• [YOUR OBJECTIVE]
Take all the material and copy it exactly.

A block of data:
· · · · ·

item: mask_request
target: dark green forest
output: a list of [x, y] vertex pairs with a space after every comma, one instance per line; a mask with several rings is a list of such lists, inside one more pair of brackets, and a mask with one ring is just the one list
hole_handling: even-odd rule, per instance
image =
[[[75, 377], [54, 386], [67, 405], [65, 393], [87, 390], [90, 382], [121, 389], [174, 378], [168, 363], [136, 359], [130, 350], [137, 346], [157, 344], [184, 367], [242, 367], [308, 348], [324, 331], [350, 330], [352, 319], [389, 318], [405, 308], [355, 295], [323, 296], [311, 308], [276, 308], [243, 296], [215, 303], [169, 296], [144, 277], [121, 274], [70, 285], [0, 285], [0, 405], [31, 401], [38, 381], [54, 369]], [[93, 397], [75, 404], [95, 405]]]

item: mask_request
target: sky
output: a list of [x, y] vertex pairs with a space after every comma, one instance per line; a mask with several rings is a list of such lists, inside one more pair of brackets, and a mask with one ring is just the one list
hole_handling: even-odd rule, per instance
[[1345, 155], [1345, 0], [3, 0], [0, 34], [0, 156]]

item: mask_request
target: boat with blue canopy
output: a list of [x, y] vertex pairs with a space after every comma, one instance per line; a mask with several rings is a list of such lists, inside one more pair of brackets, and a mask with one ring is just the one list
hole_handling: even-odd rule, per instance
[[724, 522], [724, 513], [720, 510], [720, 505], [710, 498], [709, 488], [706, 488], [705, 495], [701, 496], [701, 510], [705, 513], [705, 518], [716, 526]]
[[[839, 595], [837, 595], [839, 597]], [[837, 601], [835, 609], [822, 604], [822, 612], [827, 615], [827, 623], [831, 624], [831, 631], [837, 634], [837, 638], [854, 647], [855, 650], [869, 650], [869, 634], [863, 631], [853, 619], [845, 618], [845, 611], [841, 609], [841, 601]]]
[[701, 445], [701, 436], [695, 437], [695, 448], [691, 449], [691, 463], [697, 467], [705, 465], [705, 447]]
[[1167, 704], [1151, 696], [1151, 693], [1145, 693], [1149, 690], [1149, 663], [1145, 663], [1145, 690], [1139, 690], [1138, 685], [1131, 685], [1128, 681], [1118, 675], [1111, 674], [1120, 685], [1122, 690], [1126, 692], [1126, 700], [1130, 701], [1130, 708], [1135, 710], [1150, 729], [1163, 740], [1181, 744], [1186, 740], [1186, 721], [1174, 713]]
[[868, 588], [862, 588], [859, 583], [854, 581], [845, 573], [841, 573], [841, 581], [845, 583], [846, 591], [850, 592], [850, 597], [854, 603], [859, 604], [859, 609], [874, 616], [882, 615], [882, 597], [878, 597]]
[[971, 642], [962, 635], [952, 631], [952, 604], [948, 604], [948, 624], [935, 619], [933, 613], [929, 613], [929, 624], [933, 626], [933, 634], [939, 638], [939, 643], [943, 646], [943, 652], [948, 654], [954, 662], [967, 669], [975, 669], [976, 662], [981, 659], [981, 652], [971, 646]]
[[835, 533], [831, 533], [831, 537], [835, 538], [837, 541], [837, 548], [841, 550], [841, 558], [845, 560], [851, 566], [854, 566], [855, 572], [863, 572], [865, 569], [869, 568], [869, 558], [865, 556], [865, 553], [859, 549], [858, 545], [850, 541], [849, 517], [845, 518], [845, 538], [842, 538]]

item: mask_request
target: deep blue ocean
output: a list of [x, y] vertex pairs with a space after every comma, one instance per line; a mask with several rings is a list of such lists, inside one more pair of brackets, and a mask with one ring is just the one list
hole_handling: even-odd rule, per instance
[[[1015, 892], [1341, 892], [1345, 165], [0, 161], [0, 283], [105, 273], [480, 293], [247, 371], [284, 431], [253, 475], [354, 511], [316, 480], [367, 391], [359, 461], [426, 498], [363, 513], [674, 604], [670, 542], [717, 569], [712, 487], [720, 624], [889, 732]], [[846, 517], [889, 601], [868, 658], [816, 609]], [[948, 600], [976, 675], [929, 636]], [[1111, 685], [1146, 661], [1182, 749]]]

· · · · ·

• [RESPONSE BELOW]
item: mask_request
target: dark green forest
output: a list of [x, y] vertex pairs with a space after every comma, one instance per line; a mask with several rings is a list of such lists, inside one more pair of brackets, and a mask with one ring is just the one list
hole_handling: even-odd rule, per instance
image =
[[[75, 377], [54, 386], [67, 405], [65, 393], [87, 390], [90, 382], [121, 389], [174, 378], [168, 363], [136, 359], [130, 350], [137, 346], [157, 344], [184, 367], [242, 367], [308, 348], [324, 331], [350, 330], [352, 319], [389, 318], [405, 308], [355, 295], [323, 296], [311, 308], [276, 308], [243, 296], [215, 303], [169, 296], [144, 277], [121, 274], [70, 285], [0, 285], [0, 405], [31, 401], [38, 381], [54, 369]], [[93, 397], [75, 404], [95, 405]]]

item: mask_request
target: sky
output: a list of [x, y] vertex pairs with a space after every comma, one instance per line; a mask with several rings is a list of such lists, inside one more pair of brackets, and a mask with one ring is just the one list
hole_handling: even-odd rule, per instance
[[1345, 155], [1345, 0], [3, 0], [0, 34], [0, 156]]

item: mask_request
target: boat with blue canopy
output: a list of [x, y] vertex pairs with a space after every comma, one instance per line; a mask with several rings is a list of such lists, inside one more pair of brackets, and a mask with one ring is just the one list
hole_handling: even-odd rule, per instance
[[724, 522], [724, 513], [720, 510], [720, 505], [710, 498], [709, 488], [706, 488], [705, 495], [701, 496], [701, 510], [705, 513], [705, 518], [716, 526]]
[[[839, 595], [837, 595], [839, 597]], [[837, 601], [835, 609], [822, 604], [822, 612], [827, 615], [827, 623], [831, 624], [831, 631], [837, 634], [837, 638], [854, 647], [855, 650], [869, 650], [869, 634], [863, 631], [853, 619], [845, 618], [845, 611], [841, 609], [841, 601]]]
[[701, 445], [701, 436], [695, 437], [695, 448], [691, 449], [691, 463], [697, 467], [705, 465], [705, 447]]
[[1167, 704], [1151, 696], [1151, 693], [1145, 693], [1149, 690], [1149, 663], [1145, 663], [1145, 690], [1139, 690], [1138, 685], [1131, 685], [1128, 681], [1118, 675], [1111, 674], [1120, 685], [1122, 690], [1126, 692], [1126, 700], [1130, 701], [1130, 708], [1135, 710], [1150, 729], [1163, 740], [1181, 744], [1186, 740], [1186, 721], [1174, 713]]
[[868, 588], [862, 588], [859, 583], [854, 581], [845, 573], [841, 573], [841, 581], [845, 583], [846, 591], [850, 592], [850, 597], [854, 603], [859, 604], [859, 609], [874, 616], [882, 615], [882, 597], [878, 597]]
[[971, 642], [962, 635], [952, 631], [952, 604], [948, 604], [948, 624], [935, 619], [933, 613], [929, 613], [929, 624], [933, 626], [933, 634], [939, 638], [939, 643], [943, 646], [943, 652], [948, 654], [954, 662], [967, 669], [975, 669], [976, 662], [981, 659], [981, 652], [971, 646]]
[[835, 533], [831, 533], [831, 537], [835, 538], [837, 541], [837, 548], [841, 550], [841, 558], [845, 560], [851, 566], [854, 566], [855, 572], [863, 572], [865, 569], [869, 568], [869, 558], [865, 556], [865, 553], [859, 549], [858, 545], [850, 541], [849, 517], [845, 518], [845, 538], [842, 538]]

item: mask_request
target: deep blue ocean
output: a list of [x, y] vertex pairs with a space after every comma, one instance per line; a mask with several rings is a list of such lists, inside one more pair of brackets, and a mask with one ring is just the one list
hole_handling: even-odd rule, per instance
[[[1015, 892], [1341, 892], [1345, 165], [0, 161], [0, 283], [105, 273], [480, 293], [247, 371], [284, 431], [253, 475], [354, 511], [316, 480], [367, 391], [359, 461], [426, 498], [363, 513], [674, 604], [670, 542], [717, 569], [712, 487], [720, 624], [889, 732]], [[846, 517], [889, 601], [868, 658], [816, 609]], [[948, 600], [976, 675], [929, 636]], [[1111, 685], [1146, 661], [1182, 749]]]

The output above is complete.